------ Passage shown

The way that the legislation goes about exceptions, is likely to have a very significant impact on whether the bill can stand up to judicial scrutiny, given the legislature’s goal of defining the right to life as a fundamental right to life and the internal inconsistency that the “exceptions” pose to the definition of a fundamental right and equal protection.

The Recent Pro-Abortion State Supreme Court Decision

The South Carolina Supreme Court started 2023 in the worst possible way, overturning pro-life legislation and in the process creating a state constitutional right to abortion.

Writing a concurrence to the majority opinion of Justice Kaye Hearn, Justice Few commented that the legislature had failed to pass legislation to protect the right to life as a fundamental right when it considered the issue in the past, and therefore the court should not treat the right to life of the preborn as fundamental.

The pro-abortion judges were Chief Justice Beatty, Justice Hearn, and Justice Few.

First, it is important to stress what is not a State interest that justifies the “six-week
bill.” For years, a minority of the General Assembly attempted to enact legislation
banning abortion altogether. Those “personhood bills”—based on what would have become a legislative finding that human life begins at conception—consistently failed to gain majority support.

This year, the House of Representatives passed a near-total ban on abortion. Like its predecessors, H. 5399—had it passed the Senate—would have been based on the finding, “It is undisputed that the life of every human being begins at conception.” Had H. 5399 become law, the State may have had a good argument there is no countervailing interest that could render unreasonable the State’s use of a total ban on abortion to protect human life from the point of conception.

In other words, if the State were to pass a total ban on abortion—despite a complete invasion of a pregnant woman’s right to privacy—the privacy invasion might be reasonable under article I, section 10, because “human life” has no countervailing interest; human life simply must be preserved. But the General Assembly failed to pass the personhood bills, and this year the Senate refused to pass H. 5399. S. Journal, 124th Leg. Sess., at __ (S.C. Oct. 18, 2022). Thus, despite consistent efforts, there is no legislative policy determination that human life— “personhood”—begins at conception, and there is no such State interest that justifies enacting the six-week bill.

Justice Few concurring in the majority opinion in Planned Parenthood v. South Carolina, 2023

Judicial Selection Process In The Crosshairs

The ruling of the SC Supreme Court was decided on the narrowest of margins with three justices voting for abortion and two against. Pro-abortion Justice Kaye Hearn reached the mandatory retirement age of 72 and will be replaced soon by the state legislature. Another pro-abortion judge, Chief Justice Beatty, will also be reaching the mandatory retirement age and will have to be replaced by the legislature this year.

------------

- To do -
(a) In the passage on the South Carolina Supreme Court ruling, how many justices voted each way?
(b) Take the passage on the South Carolina Supreme Court ruling further, starting after its final sentence.
The entries that come next play no part in this.

------ Entries

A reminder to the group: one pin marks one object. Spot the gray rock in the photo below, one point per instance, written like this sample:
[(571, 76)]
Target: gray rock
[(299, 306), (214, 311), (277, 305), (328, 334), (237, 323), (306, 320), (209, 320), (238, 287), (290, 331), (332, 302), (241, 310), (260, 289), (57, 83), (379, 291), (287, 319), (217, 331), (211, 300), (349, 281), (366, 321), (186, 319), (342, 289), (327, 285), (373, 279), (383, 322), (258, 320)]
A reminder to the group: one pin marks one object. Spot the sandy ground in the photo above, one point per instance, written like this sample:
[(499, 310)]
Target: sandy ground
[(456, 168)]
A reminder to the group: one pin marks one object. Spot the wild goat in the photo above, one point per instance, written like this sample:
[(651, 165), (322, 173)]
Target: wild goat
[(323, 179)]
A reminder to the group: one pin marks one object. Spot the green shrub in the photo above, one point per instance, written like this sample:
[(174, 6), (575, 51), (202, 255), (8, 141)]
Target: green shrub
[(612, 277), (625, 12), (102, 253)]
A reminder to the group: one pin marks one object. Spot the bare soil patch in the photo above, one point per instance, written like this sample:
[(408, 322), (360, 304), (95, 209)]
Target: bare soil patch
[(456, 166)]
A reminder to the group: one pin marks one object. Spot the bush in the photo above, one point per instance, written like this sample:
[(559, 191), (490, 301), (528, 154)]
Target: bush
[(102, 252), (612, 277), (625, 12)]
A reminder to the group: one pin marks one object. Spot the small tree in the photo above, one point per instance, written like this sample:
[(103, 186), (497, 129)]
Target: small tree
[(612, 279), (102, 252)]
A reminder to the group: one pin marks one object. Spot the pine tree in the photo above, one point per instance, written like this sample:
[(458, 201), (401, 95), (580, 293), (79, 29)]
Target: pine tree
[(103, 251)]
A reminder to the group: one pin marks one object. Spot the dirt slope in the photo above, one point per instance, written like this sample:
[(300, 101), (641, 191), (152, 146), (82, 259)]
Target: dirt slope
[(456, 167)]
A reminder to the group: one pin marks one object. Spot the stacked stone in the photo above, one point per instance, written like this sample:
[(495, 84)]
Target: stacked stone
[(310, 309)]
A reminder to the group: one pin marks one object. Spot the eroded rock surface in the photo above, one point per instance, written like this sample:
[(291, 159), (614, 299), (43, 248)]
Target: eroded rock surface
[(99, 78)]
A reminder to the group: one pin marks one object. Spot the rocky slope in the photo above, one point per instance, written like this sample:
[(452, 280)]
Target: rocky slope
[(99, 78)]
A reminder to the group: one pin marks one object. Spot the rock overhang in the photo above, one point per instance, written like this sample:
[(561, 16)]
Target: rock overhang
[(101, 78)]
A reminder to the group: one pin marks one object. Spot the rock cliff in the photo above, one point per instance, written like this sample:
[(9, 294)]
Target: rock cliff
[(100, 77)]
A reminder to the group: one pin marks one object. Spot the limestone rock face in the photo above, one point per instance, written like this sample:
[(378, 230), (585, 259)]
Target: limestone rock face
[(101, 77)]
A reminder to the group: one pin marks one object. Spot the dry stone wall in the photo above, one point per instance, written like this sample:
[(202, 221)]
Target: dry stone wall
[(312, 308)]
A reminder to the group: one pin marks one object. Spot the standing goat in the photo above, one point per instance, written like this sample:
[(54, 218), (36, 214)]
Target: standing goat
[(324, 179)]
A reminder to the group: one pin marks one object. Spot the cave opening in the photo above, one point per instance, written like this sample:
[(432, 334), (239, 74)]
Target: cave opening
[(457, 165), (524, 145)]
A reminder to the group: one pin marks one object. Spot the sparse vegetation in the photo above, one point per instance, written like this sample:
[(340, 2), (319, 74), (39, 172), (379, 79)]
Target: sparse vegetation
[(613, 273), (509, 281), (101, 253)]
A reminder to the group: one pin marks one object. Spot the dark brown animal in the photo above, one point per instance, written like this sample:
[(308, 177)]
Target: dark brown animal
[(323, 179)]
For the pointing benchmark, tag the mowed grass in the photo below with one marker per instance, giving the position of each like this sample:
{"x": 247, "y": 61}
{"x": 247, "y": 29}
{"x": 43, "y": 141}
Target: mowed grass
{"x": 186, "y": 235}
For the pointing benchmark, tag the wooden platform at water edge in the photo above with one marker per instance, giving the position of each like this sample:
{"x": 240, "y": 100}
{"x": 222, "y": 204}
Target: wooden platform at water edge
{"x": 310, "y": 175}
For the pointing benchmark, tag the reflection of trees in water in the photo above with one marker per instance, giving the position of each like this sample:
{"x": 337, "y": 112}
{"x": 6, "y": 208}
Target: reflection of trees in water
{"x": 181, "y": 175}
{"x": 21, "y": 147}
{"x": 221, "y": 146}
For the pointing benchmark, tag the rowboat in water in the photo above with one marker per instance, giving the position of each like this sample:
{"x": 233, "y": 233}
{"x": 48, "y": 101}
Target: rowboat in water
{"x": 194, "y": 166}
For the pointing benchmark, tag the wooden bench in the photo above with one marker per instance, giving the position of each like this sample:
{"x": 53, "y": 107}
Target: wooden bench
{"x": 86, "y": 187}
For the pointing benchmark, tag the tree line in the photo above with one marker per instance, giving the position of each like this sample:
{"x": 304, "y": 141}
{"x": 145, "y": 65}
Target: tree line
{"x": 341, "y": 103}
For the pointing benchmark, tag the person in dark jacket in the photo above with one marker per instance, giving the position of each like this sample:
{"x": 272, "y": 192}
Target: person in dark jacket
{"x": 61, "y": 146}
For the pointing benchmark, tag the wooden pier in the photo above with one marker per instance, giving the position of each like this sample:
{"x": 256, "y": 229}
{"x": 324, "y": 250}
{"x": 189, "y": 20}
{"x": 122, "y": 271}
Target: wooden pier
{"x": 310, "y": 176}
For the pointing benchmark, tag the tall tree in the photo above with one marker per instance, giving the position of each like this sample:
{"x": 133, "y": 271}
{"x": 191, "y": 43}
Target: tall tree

------------

- Task responses -
(a) Three justices voted for abortion and two voted against.

(b)
The vacancies highlight the importance of the judicial selection process and the deficiencies in a system that has yielded one liberal decision after another in a conservative state.

While some Republicans and most Democrats are also focusing on the fact that the court is likely going to be made up of five men and no women. Republicans, like Senator Richard Cash are focusing on the flawed process of judicial selection which has consistently yielded judges who align more with the liberal state bar association than with the elected representatives who are supposed to select the judges.

Senator Cash and others in the South Carolina house successfully delayed the final vote on Justice Hearn’s replacement, after calling attention to a process where the selection committee narrowed down the slate of eligible judges to just one judge, rendering the full vote by the legislature meaningless.

I understand that delaying a Supreme Court election would be an unusual step. But we are dealing with what many people have said to me in private conversations, what many of us believe to be a constitutional crisis, judicial activism, legislating from the bench.

SC Senator Richard Cash

The delay on the vote is aimed to allow the legislature to consider a bill put forward by Rep. Massey that would empower the entire legislature, not just a South Carolina Bar Association’s cherry-picked 10 member Judicial Selection Committee, to consider all qualified candidates.

Governor McMaster Also Calls for Judicial Reform

During his annual State of the State address, Gov. Henry McMaster also called for South Carolina to re-examine and overhaul how it goes about selecting its judges.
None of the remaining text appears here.